Work request:
Copy each line of the material below that includes the string "response".
### Input ###
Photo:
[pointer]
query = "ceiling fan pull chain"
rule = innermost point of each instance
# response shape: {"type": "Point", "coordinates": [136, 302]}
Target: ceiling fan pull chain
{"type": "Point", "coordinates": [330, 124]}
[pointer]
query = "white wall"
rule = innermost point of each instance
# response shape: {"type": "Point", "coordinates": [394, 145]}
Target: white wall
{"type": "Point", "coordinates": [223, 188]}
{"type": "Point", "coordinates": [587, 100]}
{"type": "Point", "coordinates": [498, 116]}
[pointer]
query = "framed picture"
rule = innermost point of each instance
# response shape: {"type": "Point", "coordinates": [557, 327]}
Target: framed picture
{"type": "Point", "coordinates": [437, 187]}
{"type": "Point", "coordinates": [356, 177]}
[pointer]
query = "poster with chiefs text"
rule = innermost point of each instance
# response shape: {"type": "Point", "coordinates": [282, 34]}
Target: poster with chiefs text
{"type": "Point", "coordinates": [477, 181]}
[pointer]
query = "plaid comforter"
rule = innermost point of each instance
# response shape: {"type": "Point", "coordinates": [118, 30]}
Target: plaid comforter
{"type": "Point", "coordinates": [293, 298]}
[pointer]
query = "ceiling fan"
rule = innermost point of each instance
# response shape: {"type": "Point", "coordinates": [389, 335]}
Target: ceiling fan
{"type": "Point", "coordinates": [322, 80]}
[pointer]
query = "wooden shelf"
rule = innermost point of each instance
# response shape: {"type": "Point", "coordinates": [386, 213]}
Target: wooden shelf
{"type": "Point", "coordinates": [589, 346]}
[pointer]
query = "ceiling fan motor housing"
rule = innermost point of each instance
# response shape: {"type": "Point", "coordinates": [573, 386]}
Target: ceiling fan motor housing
###
Solution to this exercise:
# response shape: {"type": "Point", "coordinates": [136, 302]}
# response shape: {"type": "Point", "coordinates": [394, 145]}
# response shape: {"type": "Point", "coordinates": [557, 327]}
# response shape: {"type": "Point", "coordinates": [282, 34]}
# response shape: {"type": "Point", "coordinates": [118, 30]}
# response shape: {"type": "Point", "coordinates": [389, 335]}
# response shape: {"type": "Point", "coordinates": [386, 213]}
# response shape: {"type": "Point", "coordinates": [573, 386]}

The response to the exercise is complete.